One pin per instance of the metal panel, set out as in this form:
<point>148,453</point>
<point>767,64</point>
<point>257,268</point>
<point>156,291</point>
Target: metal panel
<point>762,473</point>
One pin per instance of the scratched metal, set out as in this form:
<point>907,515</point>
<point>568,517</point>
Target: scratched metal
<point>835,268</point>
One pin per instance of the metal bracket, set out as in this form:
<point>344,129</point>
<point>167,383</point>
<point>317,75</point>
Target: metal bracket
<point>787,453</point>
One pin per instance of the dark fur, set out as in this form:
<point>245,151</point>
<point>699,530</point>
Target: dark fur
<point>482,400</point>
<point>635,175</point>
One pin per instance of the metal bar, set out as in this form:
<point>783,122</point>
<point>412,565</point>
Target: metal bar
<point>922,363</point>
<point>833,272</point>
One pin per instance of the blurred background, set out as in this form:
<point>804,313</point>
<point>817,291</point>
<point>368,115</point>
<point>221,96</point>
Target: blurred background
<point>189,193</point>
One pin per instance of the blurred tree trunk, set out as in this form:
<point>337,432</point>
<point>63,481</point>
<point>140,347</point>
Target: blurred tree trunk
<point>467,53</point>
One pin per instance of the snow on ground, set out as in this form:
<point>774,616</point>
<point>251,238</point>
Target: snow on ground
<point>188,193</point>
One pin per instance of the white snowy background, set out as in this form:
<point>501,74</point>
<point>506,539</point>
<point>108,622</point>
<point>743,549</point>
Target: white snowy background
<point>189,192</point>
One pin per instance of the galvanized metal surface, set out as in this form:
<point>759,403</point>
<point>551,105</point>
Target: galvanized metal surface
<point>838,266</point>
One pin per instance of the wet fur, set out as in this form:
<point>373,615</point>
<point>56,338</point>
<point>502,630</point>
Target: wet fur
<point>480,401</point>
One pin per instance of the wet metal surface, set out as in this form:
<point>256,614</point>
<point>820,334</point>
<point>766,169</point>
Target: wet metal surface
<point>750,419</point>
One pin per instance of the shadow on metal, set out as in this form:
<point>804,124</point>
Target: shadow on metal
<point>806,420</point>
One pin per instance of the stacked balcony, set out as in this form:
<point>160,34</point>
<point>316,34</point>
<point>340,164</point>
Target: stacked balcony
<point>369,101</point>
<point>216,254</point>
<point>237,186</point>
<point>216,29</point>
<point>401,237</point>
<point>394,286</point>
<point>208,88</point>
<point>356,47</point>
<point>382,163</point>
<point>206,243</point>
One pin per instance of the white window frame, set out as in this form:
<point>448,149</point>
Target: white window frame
══════
▸ **Set task**
Reproduce all of the data above, line for line and without any alteration.

▸ **Solved problem**
One pin per instance of the metal panel, set out as in this form:
<point>148,453</point>
<point>767,64</point>
<point>257,268</point>
<point>156,291</point>
Target: metal panel
<point>762,473</point>
One pin per instance of the scratched metal, set out as in this form:
<point>907,515</point>
<point>568,517</point>
Target: scratched metal
<point>835,268</point>
One pin per instance of the metal bracket, set out as in this form:
<point>344,129</point>
<point>167,383</point>
<point>317,75</point>
Target: metal bracket
<point>787,453</point>
One pin per instance of the dark fur, set out as in this form:
<point>245,151</point>
<point>699,530</point>
Target: dark fur
<point>482,400</point>
<point>635,175</point>
One pin per instance of the metal bar, set out as in this form:
<point>783,122</point>
<point>412,565</point>
Target: metal bar
<point>922,363</point>
<point>833,272</point>
One pin per instance of the blurred background, set out as in this form:
<point>804,313</point>
<point>817,291</point>
<point>368,115</point>
<point>221,96</point>
Target: blurred background
<point>189,193</point>
One pin per instance of the blurred tree trunk, set out as in this form:
<point>337,432</point>
<point>63,481</point>
<point>140,347</point>
Target: blurred tree trunk
<point>467,53</point>
One pin per instance of the snow on ground, set out as in this form:
<point>774,616</point>
<point>251,238</point>
Target: snow on ground
<point>188,193</point>
One pin per instance of the white snowy background, set out as in this form:
<point>501,74</point>
<point>506,539</point>
<point>108,622</point>
<point>743,549</point>
Target: white snowy background
<point>189,192</point>
One pin per instance of the galvanized metal surface, set out as in this form:
<point>759,403</point>
<point>551,105</point>
Target: galvanized metal surface
<point>838,266</point>
One pin per instance of the wet fur, set out as in this form:
<point>373,615</point>
<point>56,338</point>
<point>502,630</point>
Target: wet fur
<point>480,401</point>
One pin per instance of the wet metal surface, set out as in this form:
<point>256,614</point>
<point>820,334</point>
<point>766,169</point>
Target: wet metal surface
<point>750,419</point>
One pin per instance of the shadow on metal, set out as in this form:
<point>804,124</point>
Target: shadow on metal
<point>806,420</point>
One pin per instance of the stacked balcony, set out as in this form:
<point>160,34</point>
<point>316,34</point>
<point>340,164</point>
Target: stacked balcony
<point>369,101</point>
<point>216,254</point>
<point>237,186</point>
<point>216,29</point>
<point>401,237</point>
<point>394,286</point>
<point>208,88</point>
<point>356,47</point>
<point>382,163</point>
<point>206,243</point>
One pin per instance of the white window frame, set out as in this form:
<point>448,149</point>
Target: white window frame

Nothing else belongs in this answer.